## WHAT THE EXERCISE ASKS
Output an exact reproduction of the data.

--- Start of DATA ENTRIES ---

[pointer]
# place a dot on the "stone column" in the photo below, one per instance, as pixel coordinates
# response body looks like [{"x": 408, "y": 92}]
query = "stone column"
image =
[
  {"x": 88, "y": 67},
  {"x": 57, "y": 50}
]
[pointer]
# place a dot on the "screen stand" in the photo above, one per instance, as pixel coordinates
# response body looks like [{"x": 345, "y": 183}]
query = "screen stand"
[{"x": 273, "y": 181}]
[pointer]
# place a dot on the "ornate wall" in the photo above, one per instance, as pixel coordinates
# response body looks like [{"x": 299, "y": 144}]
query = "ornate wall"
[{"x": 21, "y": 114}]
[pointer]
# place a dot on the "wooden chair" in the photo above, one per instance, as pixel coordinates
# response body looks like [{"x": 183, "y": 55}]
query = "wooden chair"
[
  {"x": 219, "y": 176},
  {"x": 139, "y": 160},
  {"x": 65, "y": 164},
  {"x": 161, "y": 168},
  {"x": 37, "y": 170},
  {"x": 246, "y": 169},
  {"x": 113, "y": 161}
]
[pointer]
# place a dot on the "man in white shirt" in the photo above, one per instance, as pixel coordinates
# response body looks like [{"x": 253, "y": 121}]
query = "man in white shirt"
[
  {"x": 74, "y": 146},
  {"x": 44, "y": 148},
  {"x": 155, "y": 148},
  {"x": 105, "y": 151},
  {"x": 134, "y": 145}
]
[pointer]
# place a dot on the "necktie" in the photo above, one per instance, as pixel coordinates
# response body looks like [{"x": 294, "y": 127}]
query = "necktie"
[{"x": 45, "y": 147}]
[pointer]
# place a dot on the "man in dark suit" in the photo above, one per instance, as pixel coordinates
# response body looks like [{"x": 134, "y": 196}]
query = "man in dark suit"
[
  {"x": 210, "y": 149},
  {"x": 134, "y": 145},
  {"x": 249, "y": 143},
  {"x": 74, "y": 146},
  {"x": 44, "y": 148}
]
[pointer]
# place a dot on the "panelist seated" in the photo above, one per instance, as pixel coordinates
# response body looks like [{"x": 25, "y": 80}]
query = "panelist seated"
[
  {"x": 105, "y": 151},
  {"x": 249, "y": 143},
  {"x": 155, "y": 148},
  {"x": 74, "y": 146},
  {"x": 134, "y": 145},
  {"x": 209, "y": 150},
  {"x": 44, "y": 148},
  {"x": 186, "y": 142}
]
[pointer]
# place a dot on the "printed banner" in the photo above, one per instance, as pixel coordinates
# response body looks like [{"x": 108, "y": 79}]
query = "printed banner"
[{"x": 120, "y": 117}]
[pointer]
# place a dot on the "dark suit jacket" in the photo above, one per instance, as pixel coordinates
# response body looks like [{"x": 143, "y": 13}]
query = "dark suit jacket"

--- End of DATA ENTRIES ---

## FULL RESPONSE
[pointer]
# place a dot on the "stone column" in the photo below, one per instance, as pixel coordinates
# response body looks like [{"x": 408, "y": 92}]
query = "stone column"
image =
[
  {"x": 88, "y": 67},
  {"x": 57, "y": 50}
]
[pointer]
# place a dot on the "screen stand" in the photo above, one per instance, as pixel coordinates
# response body looks like [{"x": 345, "y": 183}]
query = "screen stand"
[{"x": 273, "y": 181}]
[pointer]
# place a dot on the "ornate wall" in the photo above, one per instance, as pixel coordinates
# response body looks like [{"x": 299, "y": 144}]
query = "ornate wall"
[{"x": 21, "y": 114}]
[pointer]
# place a dot on the "wooden chair" in the photo above, one per instance, as pixel coordinates
# response body looks like [{"x": 183, "y": 55}]
query = "wooden chair"
[
  {"x": 219, "y": 176},
  {"x": 139, "y": 160},
  {"x": 65, "y": 164},
  {"x": 161, "y": 168},
  {"x": 37, "y": 170},
  {"x": 246, "y": 169},
  {"x": 113, "y": 161}
]
[pointer]
# place a dot on the "man in white shirt" in the photo above, one per instance, as pixel coordinates
# response body looks like [{"x": 253, "y": 121}]
query = "man in white shirt"
[
  {"x": 74, "y": 146},
  {"x": 44, "y": 148},
  {"x": 155, "y": 148},
  {"x": 105, "y": 151},
  {"x": 134, "y": 145}
]
[pointer]
# place a dot on the "necktie" in the photo above, one per instance, as pixel coordinates
# response body looks like [{"x": 294, "y": 127}]
query = "necktie"
[{"x": 45, "y": 147}]
[pointer]
# place a dot on the "man in dark suit" in the photo above, one per instance, as pixel coordinates
# response body looks like [{"x": 134, "y": 196}]
query = "man in dark suit"
[
  {"x": 210, "y": 149},
  {"x": 134, "y": 145},
  {"x": 249, "y": 143},
  {"x": 74, "y": 146},
  {"x": 44, "y": 148}
]
[pointer]
# place a dot on the "panelist seated" in the photo above, one per instance, as pixel coordinates
# response body looks like [{"x": 25, "y": 80}]
query = "panelist seated"
[
  {"x": 105, "y": 151},
  {"x": 249, "y": 143},
  {"x": 155, "y": 148},
  {"x": 74, "y": 146},
  {"x": 134, "y": 145},
  {"x": 209, "y": 150},
  {"x": 44, "y": 148},
  {"x": 186, "y": 142}
]
[pointer]
# place a dot on the "printed banner" in the photo above, one per instance, as pixel coordinates
# response body looks like [{"x": 108, "y": 79}]
query = "printed banner"
[{"x": 120, "y": 117}]
[pointer]
# place a dot on the "dark suit jacket" in the photo above, one per instance, as pixel coordinates
# response body looks like [{"x": 143, "y": 13}]
query = "dark suit jacket"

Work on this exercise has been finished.